## Requirement
Using the entries below, quote exactly the span of lines that begins with the line containing "rough mask: <svg" and ends with the final line.

## Supplied records
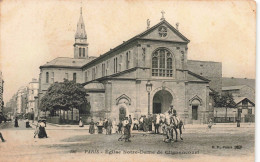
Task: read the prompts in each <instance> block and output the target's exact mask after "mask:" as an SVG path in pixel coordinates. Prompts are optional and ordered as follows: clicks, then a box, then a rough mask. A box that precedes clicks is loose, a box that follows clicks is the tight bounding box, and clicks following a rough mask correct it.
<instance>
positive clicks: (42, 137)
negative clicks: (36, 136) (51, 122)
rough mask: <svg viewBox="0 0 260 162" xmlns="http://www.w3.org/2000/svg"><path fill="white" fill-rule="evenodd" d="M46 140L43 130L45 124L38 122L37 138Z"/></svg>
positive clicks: (43, 130) (45, 134)
mask: <svg viewBox="0 0 260 162" xmlns="http://www.w3.org/2000/svg"><path fill="white" fill-rule="evenodd" d="M44 137H46V138H48V136H47V133H46V130H45V123H44V122H43V121H41V122H40V124H39V133H38V138H44Z"/></svg>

## Answer below
rough mask: <svg viewBox="0 0 260 162" xmlns="http://www.w3.org/2000/svg"><path fill="white" fill-rule="evenodd" d="M46 140L43 130L45 124L38 122L37 138Z"/></svg>
positive clicks: (43, 130) (45, 134)
mask: <svg viewBox="0 0 260 162" xmlns="http://www.w3.org/2000/svg"><path fill="white" fill-rule="evenodd" d="M44 137H46V138H48V136H47V133H46V130H45V123H44V122H43V121H41V122H40V124H39V133H38V138H44Z"/></svg>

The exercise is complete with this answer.